SUPPLIED TEXT:
1) termination clause gives discretion to company to terminate services of employee and relieve employee on such date as it deems fit . it is at discretion of company to pay salary in lieu of notice period or recover salary

2) confirmed employee can also resign by giving 2 months notice period but it is at discretion of company to relive employee on such date as it deems fit

3) it is not unilateral

4) practice of employer is not fair in asking employee to leave th e organisation if he has been in one post for 7 years or so . if employee had poor ratings then company could terminate his services

Ajay Sethi
Advocate, Mumbai
99775 Answers
8145 Consultations

if the exit criteria for poor performance has been changed without prior intimation and is not intimated to employees in writing then it unfair on part of the employer

2) employer should give time to employee to show improvement

3) you had raised identical query earlier too wherein i had opined that employer should give time to employee to improve his performance then take a call

4) you have stated that employees are managerial cadre and would not fall under category workmen

5) if there services are unfairly terminated employees would not be granted reinstatement by courts . they would at most be entitled to claim compensation from employer

Ajay Sethi
Advocate, Mumbai
99775 Answers
8145 Consultations

chennai court judgment mentioned in money control article mentioned that labour court had ruled that the job of an engineer in a software company involved skills and technical knowledge, and so Ramesha was a ‘workman.’

2) managerial cadre employees do not fall in the category of workmen and would not be entitled to any relief of reinstatement

3) ibtimes article cited by you mentions that company has been asked to hold discussions with the workers and come up with a solution.incase they are workmen they would fall within the parameters of the Industrial Disputes Act

4) the issue that arises for consideration is whether mangerial cadre employee can be regarded as workmen or not . if you are assigned any controlling, supervising, administrative or managerial authority over the other employees you do not fall within defintion of workmen

5) Supreme Court in S.K Maini vs M/S Carona Sahu Co. Ltd. and Ors. AIR 1994 SC 3 wherein it was held that a Manager or an Administrative officer is generally invested with the powers of supervision, in distinction to stereo type work of a clerk.

EXCERPTED DATA:

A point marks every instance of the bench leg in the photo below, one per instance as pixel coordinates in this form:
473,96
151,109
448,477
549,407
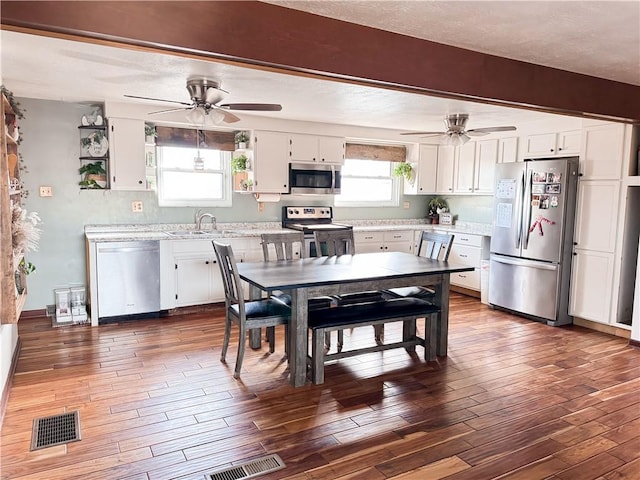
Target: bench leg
430,336
317,355
409,333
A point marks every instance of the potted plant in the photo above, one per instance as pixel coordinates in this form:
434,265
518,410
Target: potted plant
436,206
242,139
150,133
239,163
95,175
95,143
403,169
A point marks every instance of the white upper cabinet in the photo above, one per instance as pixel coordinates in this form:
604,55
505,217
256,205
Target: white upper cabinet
475,166
508,150
127,154
314,148
270,164
444,174
485,165
552,144
423,180
602,152
464,168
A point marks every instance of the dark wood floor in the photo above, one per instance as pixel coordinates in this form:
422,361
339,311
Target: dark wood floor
514,399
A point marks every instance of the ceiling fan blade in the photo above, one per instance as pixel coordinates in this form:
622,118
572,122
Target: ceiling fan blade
476,131
168,110
263,107
159,100
423,133
228,116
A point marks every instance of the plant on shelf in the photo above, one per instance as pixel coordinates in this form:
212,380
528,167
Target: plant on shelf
95,175
242,139
436,206
239,163
403,169
150,133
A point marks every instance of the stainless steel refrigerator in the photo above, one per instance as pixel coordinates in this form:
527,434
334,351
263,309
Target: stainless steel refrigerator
532,238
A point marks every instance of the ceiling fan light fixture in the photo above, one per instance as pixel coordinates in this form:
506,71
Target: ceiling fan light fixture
454,139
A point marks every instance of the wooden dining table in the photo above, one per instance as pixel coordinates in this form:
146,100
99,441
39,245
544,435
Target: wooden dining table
312,277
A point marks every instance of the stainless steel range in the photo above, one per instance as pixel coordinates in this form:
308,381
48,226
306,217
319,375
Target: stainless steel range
308,220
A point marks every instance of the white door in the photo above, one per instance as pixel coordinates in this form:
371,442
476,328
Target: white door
444,175
591,280
486,159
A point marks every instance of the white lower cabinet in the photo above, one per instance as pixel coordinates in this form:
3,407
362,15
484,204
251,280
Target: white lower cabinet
591,281
381,241
468,249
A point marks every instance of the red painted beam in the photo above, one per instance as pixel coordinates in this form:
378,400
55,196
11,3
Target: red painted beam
263,34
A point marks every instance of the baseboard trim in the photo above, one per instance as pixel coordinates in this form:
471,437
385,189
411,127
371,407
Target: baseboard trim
7,387
601,327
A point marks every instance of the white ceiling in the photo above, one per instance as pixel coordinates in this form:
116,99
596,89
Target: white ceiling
596,38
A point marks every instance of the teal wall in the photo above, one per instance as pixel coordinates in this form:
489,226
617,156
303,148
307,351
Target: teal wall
50,150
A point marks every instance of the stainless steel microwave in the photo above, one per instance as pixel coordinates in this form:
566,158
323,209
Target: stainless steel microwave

JOB: Write what comes next in the replies on employee termination and workman status, picking up right after the final sentence about the S.K. Maini ruling.

FINAL ANSWER:
Ajay Sethi
Advocate, Mumbai
99775 Answers
8145 Consultations

whether or not employee was entitled to recommend leave or initiate disciplinary action.?

bombay HC has held that Managers do not become workmen because their decisions are structured by processes and approvals. Absolute autonomy is not a norm in managerial decision-making. Nor does a law insist on absolute discretion or absolute automony for a person to be a manager",

Managers cannot be termed workmen, the Bombay high court has held, in a significant verdict that throws light on a vexed issue on who constitutes a workman in the post-liberalisation era.

"Basically the answer to the question must depend upon the dominant nature of the duties and responsibilities," the court said.

www.rediff.com › Business

Ajay Sethi
Advocate, Mumbai
99775 Answers
8145 Consultations

Most of the IT companies or some major private companies boasting themselves to be MNCs have scant respect for the labor law of the land.

They act as if they are the bosses and dont even consider that whatever law or conditions they put them in the offer letter are Galilee and unlawful.

The present acts initiated by most of the IT industry employers to terminate their employees without valid reason or n such flimsy grounds is actually to cut down the expenses drastically by cutting down the strength of the employees.

It is not only unlawful but also against natural justice.

You may approach high court with writ petitions and all the affected should approach high court frequently making the employer restless and to decide about winding up his business for such continuous tortures.

T Kalaiselvan
Advocate, Vellore
89977 Answers
2492 Consultations

I request you to read the implications of both ratings of poor performance & its implications for the previous & current year which I mentioned earlier. Also take into account, the changed criteria for exit is not informed in advance (before the commencement of appraisal process) & that to, verbally after the closure of appraisal.

Whatever may the reason be the company canot implement its new rules on the existing employees who were given a set of rules and conditions attached to the employment offer letter.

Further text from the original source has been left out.